▶ GIVEN INSTRUCTION:
Pick up the letter to CDW Corporation about the share registration where it stops, and keep writing.

▶ QUOTED PASSAGE:
Chicago, Illinois 60654

 
 

(312) 862-2000

 

www.kirkland.com

 

 

Facsimile:

(312) 862-2200

 

  November 30, 2015  

CDW Corporation

200 N. Milwaukee Avenue

Vernon Hills, Illinois 60061

Ladies and Gentlemen:

We are acting as special counsel to CDW Corporation, a Delaware corporation (the “Company”), in connection with the registration by the Company of 9,200,000 shares of its Common Stock, par value $0.01 per share (the “Common Stock”), including shares of Common Stock to cover any exercise of the underwriters’ option to purchase additional shares, pursuant to the terms of the underwriting agreement, dated November 23, 2015 (the “Underwriting Agreement”), among the Company, certain stockholders of the company named in Schedule 2 thereto (the “Selling Stockholders”) and Barclays Capital Inc., on behalf of itself and as representative of the several underwriters listed in Schedule 1 thereto. The shares of Common Stock to be sold by the Selling Stockholders are referred to herein as the “Shares” and are being offered and sold under a Registration Statement on Form S-3 (Registration No. 333-199425) filed by Company and certain of its subsidiaries with the Securities and Exchange Commission (the “Commission”) on October 16, 2014 under the Securities Act of 1933, as amended (the “Act”) (such Registration Statement, as amended or supplemented, is hereinafter referred to as the “Registration Statement”), including a base prospectus dated October 16, 2014 (the “Base Prospectus”), and a prospectus supplement dated November 23, 2015 (together with the Base Prospectus, the “Prospectus”).

Source records:
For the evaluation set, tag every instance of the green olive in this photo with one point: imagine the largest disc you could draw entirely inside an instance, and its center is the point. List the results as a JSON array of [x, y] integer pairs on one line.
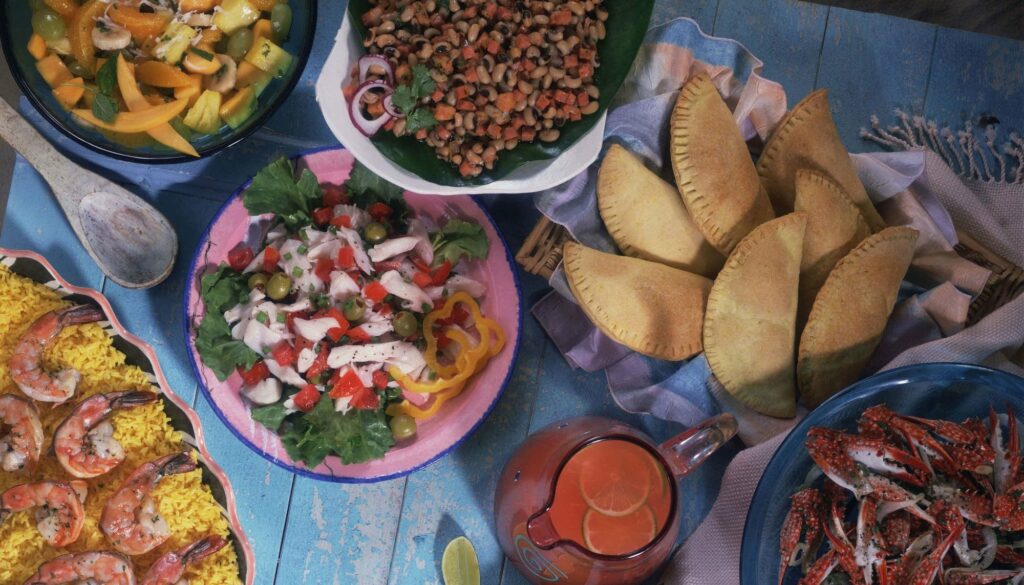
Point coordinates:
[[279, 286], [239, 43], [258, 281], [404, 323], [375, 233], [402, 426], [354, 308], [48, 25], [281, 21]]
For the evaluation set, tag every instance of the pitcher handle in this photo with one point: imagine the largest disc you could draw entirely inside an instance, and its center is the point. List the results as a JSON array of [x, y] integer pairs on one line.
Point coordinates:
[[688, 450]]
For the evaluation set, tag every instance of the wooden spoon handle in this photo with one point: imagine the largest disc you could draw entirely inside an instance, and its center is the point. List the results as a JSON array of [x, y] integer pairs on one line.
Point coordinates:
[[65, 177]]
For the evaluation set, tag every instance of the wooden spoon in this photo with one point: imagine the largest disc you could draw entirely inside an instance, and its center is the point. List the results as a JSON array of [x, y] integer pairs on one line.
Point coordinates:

▶ SOLVED PROBLEM:
In that connection, we have examined originals, or copies certified or otherwise identified to our satisfaction, of such documents, corporate records and other instruments as we have deemed necessary for the purposes of this opinion, including (i) the corporate and organizational documents of the Company, including the Amended and Restated Certificate of Incorporation of the Company and the Amended and Restated Bylaws of the Company; (ii) resolutions of the Board of Directors of the Company with respect to the issuance of the Shares; (iii) the Registration Statement and the exhibits thereto and the Prospectus; and (iv) the Underwriting Agreement.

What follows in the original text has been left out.